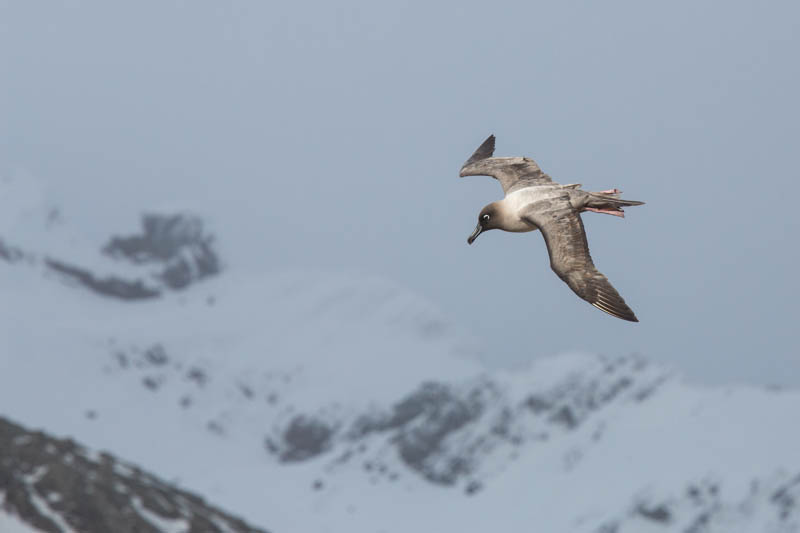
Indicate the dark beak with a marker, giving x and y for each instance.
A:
(475, 234)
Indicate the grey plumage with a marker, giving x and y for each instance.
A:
(534, 201)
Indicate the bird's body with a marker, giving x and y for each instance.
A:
(534, 201)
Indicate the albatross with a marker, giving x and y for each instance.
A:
(534, 201)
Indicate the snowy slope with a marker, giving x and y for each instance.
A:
(49, 484)
(315, 401)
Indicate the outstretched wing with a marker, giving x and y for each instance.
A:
(565, 236)
(511, 172)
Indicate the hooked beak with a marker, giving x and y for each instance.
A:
(475, 234)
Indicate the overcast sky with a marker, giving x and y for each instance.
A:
(330, 134)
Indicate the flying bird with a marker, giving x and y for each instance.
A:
(534, 201)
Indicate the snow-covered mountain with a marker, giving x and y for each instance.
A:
(316, 401)
(56, 485)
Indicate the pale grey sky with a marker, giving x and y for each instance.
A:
(330, 134)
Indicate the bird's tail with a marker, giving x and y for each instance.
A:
(609, 202)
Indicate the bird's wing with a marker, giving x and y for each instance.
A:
(512, 172)
(565, 236)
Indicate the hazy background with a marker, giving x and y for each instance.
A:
(330, 134)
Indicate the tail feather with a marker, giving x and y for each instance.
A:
(609, 200)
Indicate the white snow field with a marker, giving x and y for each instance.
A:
(328, 402)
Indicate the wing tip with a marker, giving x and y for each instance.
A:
(624, 313)
(484, 151)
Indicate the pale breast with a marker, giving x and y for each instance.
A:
(515, 203)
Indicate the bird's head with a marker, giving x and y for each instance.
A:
(489, 218)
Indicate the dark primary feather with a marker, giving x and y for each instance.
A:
(484, 151)
(563, 231)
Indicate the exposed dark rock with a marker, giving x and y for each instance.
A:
(93, 496)
(473, 487)
(156, 355)
(659, 513)
(109, 286)
(177, 246)
(198, 375)
(179, 242)
(12, 254)
(305, 437)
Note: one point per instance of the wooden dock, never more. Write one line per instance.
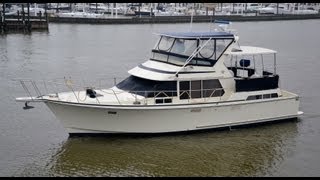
(22, 22)
(179, 19)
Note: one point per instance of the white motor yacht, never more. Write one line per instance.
(192, 81)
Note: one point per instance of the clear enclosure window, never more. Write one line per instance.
(165, 43)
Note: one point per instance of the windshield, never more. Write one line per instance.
(177, 50)
(146, 87)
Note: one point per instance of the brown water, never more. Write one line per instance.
(34, 143)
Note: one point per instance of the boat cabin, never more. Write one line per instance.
(204, 48)
(254, 68)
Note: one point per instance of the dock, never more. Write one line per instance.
(22, 22)
(179, 19)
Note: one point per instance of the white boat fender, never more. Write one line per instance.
(26, 106)
(91, 93)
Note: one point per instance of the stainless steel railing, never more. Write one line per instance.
(57, 86)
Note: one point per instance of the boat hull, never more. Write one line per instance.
(89, 119)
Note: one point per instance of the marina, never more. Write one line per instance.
(35, 144)
(33, 16)
(184, 86)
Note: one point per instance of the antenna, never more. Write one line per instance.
(191, 21)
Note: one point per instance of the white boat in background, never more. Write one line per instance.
(79, 15)
(80, 11)
(286, 8)
(192, 81)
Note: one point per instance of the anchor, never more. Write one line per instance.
(26, 106)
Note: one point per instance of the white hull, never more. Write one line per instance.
(162, 119)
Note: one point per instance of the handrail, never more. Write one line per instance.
(137, 95)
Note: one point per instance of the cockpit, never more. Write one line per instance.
(205, 48)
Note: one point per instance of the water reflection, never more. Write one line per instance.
(251, 151)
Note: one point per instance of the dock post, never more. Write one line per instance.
(4, 28)
(29, 24)
(23, 17)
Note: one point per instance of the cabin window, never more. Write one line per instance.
(212, 88)
(148, 88)
(163, 100)
(264, 96)
(195, 89)
(208, 50)
(200, 89)
(184, 47)
(184, 89)
(254, 97)
(274, 95)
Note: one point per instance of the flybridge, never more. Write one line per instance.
(196, 35)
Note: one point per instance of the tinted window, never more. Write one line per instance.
(148, 88)
(184, 89)
(195, 89)
(212, 88)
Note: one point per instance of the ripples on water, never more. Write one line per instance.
(34, 143)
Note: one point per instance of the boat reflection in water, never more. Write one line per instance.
(255, 151)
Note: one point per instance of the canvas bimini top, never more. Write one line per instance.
(196, 35)
(251, 50)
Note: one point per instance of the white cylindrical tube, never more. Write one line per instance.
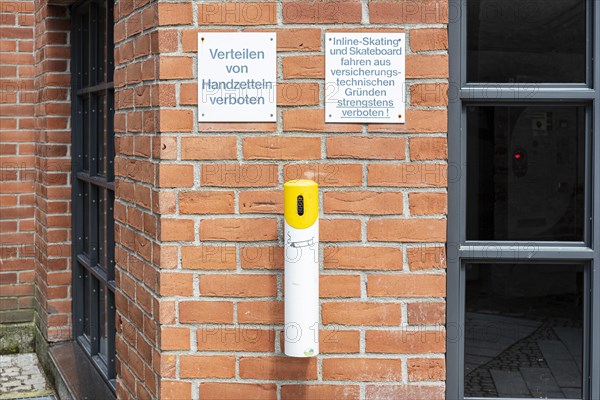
(301, 275)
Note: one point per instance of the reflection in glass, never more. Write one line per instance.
(514, 41)
(525, 173)
(524, 331)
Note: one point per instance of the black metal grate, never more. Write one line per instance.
(92, 68)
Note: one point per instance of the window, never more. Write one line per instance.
(93, 183)
(524, 183)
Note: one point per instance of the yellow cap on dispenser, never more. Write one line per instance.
(300, 203)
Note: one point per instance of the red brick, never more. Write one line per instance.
(406, 341)
(428, 203)
(281, 148)
(367, 147)
(196, 366)
(423, 148)
(362, 369)
(260, 312)
(175, 390)
(224, 338)
(237, 13)
(428, 39)
(340, 230)
(320, 392)
(209, 312)
(339, 286)
(361, 313)
(237, 391)
(426, 313)
(238, 285)
(171, 67)
(208, 257)
(406, 285)
(363, 258)
(239, 175)
(303, 67)
(261, 201)
(426, 369)
(322, 12)
(337, 341)
(209, 148)
(263, 257)
(363, 202)
(426, 66)
(325, 174)
(176, 120)
(278, 368)
(297, 94)
(407, 230)
(176, 284)
(313, 120)
(407, 175)
(238, 229)
(417, 121)
(405, 392)
(173, 229)
(175, 175)
(206, 202)
(429, 94)
(408, 12)
(426, 257)
(175, 14)
(174, 338)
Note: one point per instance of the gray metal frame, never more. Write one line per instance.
(461, 251)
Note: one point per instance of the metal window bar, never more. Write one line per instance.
(460, 251)
(92, 133)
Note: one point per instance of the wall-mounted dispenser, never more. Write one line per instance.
(301, 291)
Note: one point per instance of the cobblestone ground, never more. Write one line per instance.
(524, 353)
(21, 377)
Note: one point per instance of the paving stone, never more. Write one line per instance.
(541, 383)
(20, 374)
(509, 383)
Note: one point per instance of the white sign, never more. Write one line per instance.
(237, 73)
(364, 79)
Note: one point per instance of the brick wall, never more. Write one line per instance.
(53, 166)
(138, 147)
(216, 192)
(17, 161)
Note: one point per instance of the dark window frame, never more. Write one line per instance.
(92, 111)
(460, 251)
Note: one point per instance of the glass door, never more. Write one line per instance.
(523, 236)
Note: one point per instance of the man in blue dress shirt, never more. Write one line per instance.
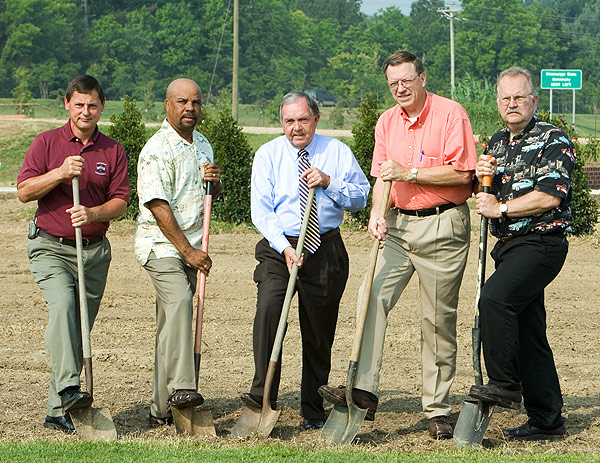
(276, 212)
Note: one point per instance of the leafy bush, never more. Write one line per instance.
(336, 118)
(129, 130)
(234, 155)
(583, 207)
(363, 145)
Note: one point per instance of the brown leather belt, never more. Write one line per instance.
(427, 212)
(324, 237)
(68, 242)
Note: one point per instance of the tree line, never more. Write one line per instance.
(135, 47)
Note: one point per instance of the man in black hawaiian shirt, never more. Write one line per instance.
(529, 208)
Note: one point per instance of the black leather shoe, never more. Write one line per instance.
(184, 398)
(254, 401)
(439, 428)
(313, 424)
(156, 422)
(500, 396)
(73, 399)
(363, 399)
(62, 423)
(528, 432)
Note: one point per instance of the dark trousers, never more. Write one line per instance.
(513, 323)
(320, 285)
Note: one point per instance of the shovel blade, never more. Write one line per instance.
(472, 423)
(94, 424)
(255, 422)
(342, 425)
(247, 423)
(194, 421)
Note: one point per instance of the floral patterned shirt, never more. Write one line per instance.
(172, 169)
(541, 158)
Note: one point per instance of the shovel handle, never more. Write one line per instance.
(364, 302)
(83, 309)
(202, 282)
(476, 332)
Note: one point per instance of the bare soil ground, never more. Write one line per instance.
(123, 337)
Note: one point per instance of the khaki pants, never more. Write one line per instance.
(54, 268)
(436, 247)
(175, 285)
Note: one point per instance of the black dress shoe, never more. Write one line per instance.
(156, 422)
(184, 398)
(313, 424)
(62, 423)
(439, 428)
(498, 395)
(528, 432)
(363, 399)
(73, 399)
(254, 401)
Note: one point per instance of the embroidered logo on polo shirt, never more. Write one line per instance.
(101, 168)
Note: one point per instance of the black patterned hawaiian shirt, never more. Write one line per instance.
(541, 157)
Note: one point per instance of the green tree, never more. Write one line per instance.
(129, 130)
(363, 144)
(584, 209)
(233, 153)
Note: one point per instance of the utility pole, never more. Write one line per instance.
(450, 15)
(234, 80)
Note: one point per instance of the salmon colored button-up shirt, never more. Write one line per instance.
(440, 135)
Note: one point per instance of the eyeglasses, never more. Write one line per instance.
(404, 82)
(519, 99)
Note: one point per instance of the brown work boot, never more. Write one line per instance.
(363, 399)
(439, 428)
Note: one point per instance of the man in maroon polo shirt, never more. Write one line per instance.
(76, 149)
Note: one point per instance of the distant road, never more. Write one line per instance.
(247, 129)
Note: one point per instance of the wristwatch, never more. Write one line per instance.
(503, 209)
(414, 171)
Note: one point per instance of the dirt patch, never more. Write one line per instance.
(123, 342)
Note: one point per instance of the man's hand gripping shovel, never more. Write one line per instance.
(343, 422)
(194, 420)
(475, 415)
(262, 422)
(90, 423)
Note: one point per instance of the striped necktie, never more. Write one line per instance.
(312, 241)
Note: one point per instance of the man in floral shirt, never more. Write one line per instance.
(531, 163)
(172, 170)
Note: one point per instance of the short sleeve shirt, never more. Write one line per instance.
(539, 158)
(171, 169)
(103, 177)
(440, 135)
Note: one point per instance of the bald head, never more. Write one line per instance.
(183, 105)
(181, 84)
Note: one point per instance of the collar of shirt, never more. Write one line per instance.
(422, 115)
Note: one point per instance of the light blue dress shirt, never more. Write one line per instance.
(275, 203)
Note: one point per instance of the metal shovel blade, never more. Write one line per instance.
(255, 422)
(343, 424)
(472, 423)
(193, 421)
(94, 424)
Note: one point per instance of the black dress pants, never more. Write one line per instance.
(320, 285)
(513, 323)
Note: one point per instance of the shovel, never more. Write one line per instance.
(475, 415)
(262, 422)
(90, 423)
(192, 420)
(343, 422)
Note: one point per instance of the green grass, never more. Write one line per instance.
(39, 452)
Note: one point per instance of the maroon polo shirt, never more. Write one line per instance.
(103, 177)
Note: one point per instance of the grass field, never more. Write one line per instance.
(183, 451)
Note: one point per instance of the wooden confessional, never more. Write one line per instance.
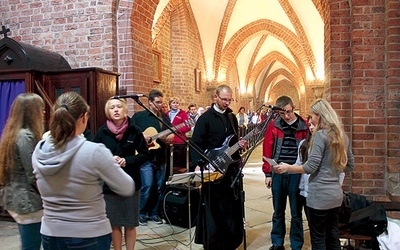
(49, 75)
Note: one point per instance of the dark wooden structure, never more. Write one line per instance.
(49, 75)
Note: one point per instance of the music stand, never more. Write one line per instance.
(189, 178)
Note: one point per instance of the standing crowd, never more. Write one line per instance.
(68, 192)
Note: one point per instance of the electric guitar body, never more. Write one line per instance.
(153, 133)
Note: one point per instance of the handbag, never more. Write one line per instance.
(370, 220)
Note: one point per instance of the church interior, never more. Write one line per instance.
(347, 52)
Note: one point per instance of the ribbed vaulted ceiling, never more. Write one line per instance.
(271, 41)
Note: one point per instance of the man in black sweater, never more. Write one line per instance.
(220, 220)
(153, 171)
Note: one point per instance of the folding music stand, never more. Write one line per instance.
(189, 178)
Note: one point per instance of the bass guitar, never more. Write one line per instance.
(222, 156)
(152, 132)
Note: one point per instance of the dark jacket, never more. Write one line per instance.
(273, 140)
(21, 194)
(144, 119)
(132, 142)
(221, 218)
(211, 131)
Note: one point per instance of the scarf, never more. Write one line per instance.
(118, 131)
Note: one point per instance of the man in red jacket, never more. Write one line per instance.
(281, 141)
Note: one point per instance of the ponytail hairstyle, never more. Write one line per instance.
(26, 113)
(329, 120)
(68, 108)
(306, 144)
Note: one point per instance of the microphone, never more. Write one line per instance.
(273, 108)
(128, 96)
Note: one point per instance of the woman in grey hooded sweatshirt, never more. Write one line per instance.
(70, 172)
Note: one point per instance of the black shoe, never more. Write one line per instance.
(277, 248)
(143, 220)
(156, 219)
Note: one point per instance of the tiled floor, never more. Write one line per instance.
(258, 214)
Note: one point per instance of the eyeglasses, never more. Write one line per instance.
(286, 112)
(226, 99)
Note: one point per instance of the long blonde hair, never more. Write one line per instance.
(329, 120)
(26, 113)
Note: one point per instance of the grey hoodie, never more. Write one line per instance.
(70, 182)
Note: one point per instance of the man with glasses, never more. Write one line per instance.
(220, 221)
(281, 141)
(154, 168)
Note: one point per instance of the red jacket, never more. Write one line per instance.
(273, 139)
(180, 118)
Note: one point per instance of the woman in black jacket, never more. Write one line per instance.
(126, 142)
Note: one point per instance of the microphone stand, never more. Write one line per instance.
(239, 176)
(204, 158)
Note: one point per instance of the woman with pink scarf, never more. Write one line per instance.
(123, 139)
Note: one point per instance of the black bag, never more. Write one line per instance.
(351, 202)
(370, 220)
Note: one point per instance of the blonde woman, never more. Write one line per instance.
(330, 154)
(123, 138)
(21, 198)
(70, 173)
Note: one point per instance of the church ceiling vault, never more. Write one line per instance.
(265, 42)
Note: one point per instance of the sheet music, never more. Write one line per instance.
(209, 176)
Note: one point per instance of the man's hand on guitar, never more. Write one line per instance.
(120, 161)
(167, 139)
(243, 144)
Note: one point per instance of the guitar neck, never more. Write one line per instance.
(230, 151)
(168, 132)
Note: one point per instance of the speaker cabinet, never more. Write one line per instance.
(176, 209)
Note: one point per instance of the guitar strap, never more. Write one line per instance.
(230, 115)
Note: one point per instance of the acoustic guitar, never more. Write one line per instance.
(222, 156)
(152, 132)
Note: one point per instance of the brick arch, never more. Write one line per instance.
(270, 78)
(301, 34)
(284, 87)
(189, 17)
(133, 25)
(276, 56)
(252, 30)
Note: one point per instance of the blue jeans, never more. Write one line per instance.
(284, 185)
(324, 228)
(151, 175)
(30, 236)
(61, 243)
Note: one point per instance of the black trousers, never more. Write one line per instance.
(324, 228)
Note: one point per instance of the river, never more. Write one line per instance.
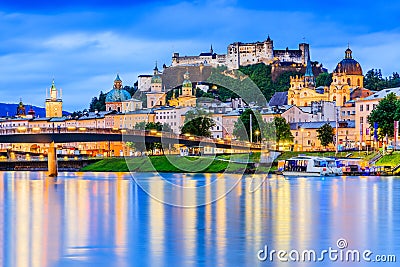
(111, 219)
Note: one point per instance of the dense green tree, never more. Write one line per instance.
(197, 122)
(385, 113)
(241, 128)
(323, 79)
(325, 134)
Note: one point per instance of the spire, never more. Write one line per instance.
(309, 72)
(53, 86)
(348, 52)
(117, 82)
(186, 81)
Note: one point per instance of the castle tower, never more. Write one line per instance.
(117, 96)
(54, 103)
(21, 112)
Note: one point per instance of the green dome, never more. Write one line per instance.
(186, 81)
(117, 95)
(156, 76)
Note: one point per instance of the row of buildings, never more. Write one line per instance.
(345, 103)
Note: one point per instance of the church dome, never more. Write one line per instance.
(349, 65)
(186, 81)
(117, 95)
(156, 76)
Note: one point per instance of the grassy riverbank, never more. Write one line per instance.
(391, 160)
(165, 164)
(177, 164)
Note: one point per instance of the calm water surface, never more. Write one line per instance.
(106, 219)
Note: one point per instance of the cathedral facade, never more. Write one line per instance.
(185, 96)
(157, 96)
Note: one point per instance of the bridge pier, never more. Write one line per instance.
(52, 161)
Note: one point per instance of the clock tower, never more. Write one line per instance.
(54, 103)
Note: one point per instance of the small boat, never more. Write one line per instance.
(311, 166)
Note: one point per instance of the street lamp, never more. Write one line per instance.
(257, 133)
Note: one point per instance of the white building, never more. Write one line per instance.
(173, 116)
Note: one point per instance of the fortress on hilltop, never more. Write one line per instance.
(243, 54)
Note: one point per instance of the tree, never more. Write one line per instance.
(373, 80)
(323, 79)
(242, 126)
(325, 134)
(197, 122)
(140, 125)
(282, 130)
(385, 113)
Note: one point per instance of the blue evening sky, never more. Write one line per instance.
(83, 44)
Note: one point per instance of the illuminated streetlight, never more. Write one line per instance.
(257, 133)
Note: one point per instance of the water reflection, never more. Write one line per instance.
(107, 220)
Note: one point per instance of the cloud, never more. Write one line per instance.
(83, 49)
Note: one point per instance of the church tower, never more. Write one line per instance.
(187, 96)
(309, 78)
(54, 103)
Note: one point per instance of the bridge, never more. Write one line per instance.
(72, 135)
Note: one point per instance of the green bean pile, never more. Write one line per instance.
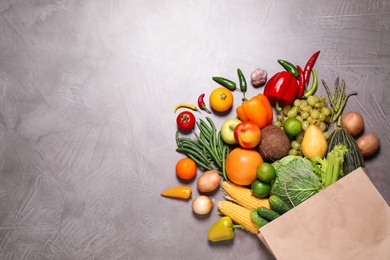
· · · · ·
- [AIM OF THE EXERCISE] Count the lines in the records above that contain the word "polo". Reply with only the number.

- [WRITTEN RESPONSE] 3